* _課題_
1. 我が子の成長を願う文章で、夫婦が「広翔」という名前に込めた願いを答えてください。
2. 我が子の成長を願う文章を、最後の文の後から書き継いでください。

* _文書の抜粋_
##########

絆(きずな)2021年版・第21号 その4

我が子の成長を願って

東京都日野市
寺澤 広翔(てらさわ ひろと)くん
(令和元年 五月二十一日生)


令和元年五月二十一日に「広翔」が誕生しました。名前は、広く優しい心を持ち強く羽ばたいてほしいとの願いを込め、夫婦で名付けました。月日が経つのは早く、気づけば桜が咲き始めた時期。第一子ということもあり、初節句はしっかりやりたいという気持ちがありました。
そんな時、まるで自分の息子のように可愛がってくれる私の両親から誘いがあり、五月人形を見に行きました。人生でこんなに五月人形を見ることはないくらい一日で何軒も回りました。

##########

* _一覧_
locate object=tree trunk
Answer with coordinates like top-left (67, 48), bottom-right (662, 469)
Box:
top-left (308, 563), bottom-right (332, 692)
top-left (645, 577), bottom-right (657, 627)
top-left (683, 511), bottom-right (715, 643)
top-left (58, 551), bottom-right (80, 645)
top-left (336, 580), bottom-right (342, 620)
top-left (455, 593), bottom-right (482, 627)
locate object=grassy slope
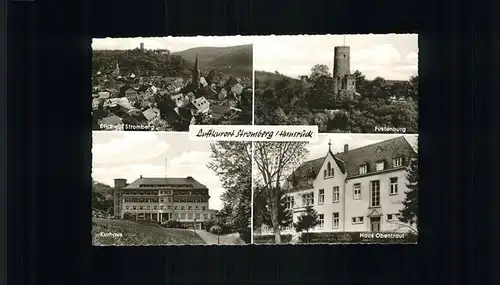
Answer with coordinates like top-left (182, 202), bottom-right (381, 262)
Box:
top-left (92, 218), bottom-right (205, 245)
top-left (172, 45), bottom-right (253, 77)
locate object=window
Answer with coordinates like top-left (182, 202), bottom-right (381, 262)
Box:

##########

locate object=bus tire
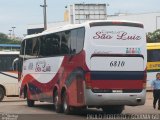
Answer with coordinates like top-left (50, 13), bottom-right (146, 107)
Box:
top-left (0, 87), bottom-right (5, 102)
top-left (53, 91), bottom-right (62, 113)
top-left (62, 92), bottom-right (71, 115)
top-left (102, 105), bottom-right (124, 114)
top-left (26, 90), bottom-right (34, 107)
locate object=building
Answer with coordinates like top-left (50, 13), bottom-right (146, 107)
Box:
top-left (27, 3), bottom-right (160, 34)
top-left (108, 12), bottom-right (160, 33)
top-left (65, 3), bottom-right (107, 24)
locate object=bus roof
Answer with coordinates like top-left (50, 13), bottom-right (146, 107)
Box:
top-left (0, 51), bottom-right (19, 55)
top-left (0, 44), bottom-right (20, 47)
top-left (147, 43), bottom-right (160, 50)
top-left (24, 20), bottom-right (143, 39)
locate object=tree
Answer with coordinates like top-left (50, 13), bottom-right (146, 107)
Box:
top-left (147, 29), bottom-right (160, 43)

##########

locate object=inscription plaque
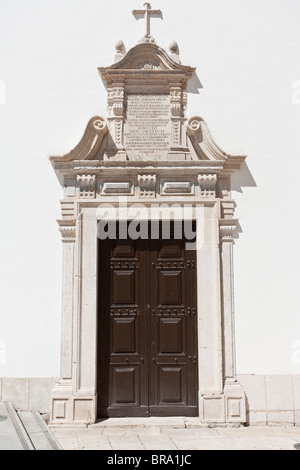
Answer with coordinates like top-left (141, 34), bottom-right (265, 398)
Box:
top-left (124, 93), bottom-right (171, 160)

##########

* _課題別の結果_
1. 広く優しい心を持ち、強く羽ばたいてほしいという願いです。

2.
運命の五月人形と出会ったのが八王子の吉德さんです。店内は明るい雰囲気で、豊富な品揃えでした。五月人形の知識があまりなく鎧か兜どちらか決めかねていた私達でしたが、店員さんが丁寧に兜と鎧の意味、細かい刺繍の違いを説明してくれました。兜の形や金箔押しで山水が描かれた屏風等を含め、全員一致で一生ものの兜が決まりました。 私の両親に購入してもらいましたが、父は「鎧だけによろめいちゃった」とか嬉しそうに冗談を言っていました。そして五月五日。両親も参加し、初節句をお祝いしました。改めてたくさんの人達の支えがありこの日を迎えることができることに感謝するとともに、家族の絆を実感しました。息子は間もなく一歳を迎えます。
来年は歩けているかな?おしゃべりできるかな?兜は来年もこの先もずっと健やかに成長していく息子を見守ってくれるでしょう。
八王子の吉德の皆様、素敵な出会いをありがとうございました。
(母・寺澤 美湖 記)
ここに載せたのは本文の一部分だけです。